Entries shown »
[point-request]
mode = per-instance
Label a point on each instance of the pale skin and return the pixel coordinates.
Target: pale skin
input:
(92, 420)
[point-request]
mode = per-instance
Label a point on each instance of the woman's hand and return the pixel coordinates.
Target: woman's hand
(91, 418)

* * *

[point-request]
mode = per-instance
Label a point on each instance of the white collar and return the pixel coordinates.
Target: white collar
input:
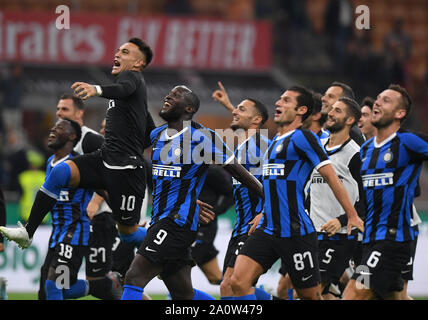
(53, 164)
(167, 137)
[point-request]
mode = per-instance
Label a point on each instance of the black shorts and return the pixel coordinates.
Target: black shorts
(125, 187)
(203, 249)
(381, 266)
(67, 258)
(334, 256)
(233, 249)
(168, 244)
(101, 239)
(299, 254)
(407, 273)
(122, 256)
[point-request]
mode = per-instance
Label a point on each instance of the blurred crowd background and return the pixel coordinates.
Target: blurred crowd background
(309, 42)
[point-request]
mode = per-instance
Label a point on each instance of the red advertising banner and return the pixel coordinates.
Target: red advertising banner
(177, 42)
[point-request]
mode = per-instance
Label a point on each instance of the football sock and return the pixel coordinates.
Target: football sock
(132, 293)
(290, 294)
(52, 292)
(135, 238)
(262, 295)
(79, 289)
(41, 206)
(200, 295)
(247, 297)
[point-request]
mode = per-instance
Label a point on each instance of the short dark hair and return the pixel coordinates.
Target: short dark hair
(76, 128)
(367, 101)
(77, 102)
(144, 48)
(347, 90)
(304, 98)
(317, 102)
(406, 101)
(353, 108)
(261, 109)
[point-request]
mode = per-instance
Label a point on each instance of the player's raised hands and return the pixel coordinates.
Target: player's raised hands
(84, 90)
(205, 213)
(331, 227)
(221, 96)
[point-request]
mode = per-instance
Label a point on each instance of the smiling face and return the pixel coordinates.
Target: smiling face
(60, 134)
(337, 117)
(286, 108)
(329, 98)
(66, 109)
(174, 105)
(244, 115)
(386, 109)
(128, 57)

Task details » Read the listing. Copy each line that has the word "skin" in it.

Response box »
Label a point on each instance of the pale skin and return the pixel coordinates.
Target: pale skin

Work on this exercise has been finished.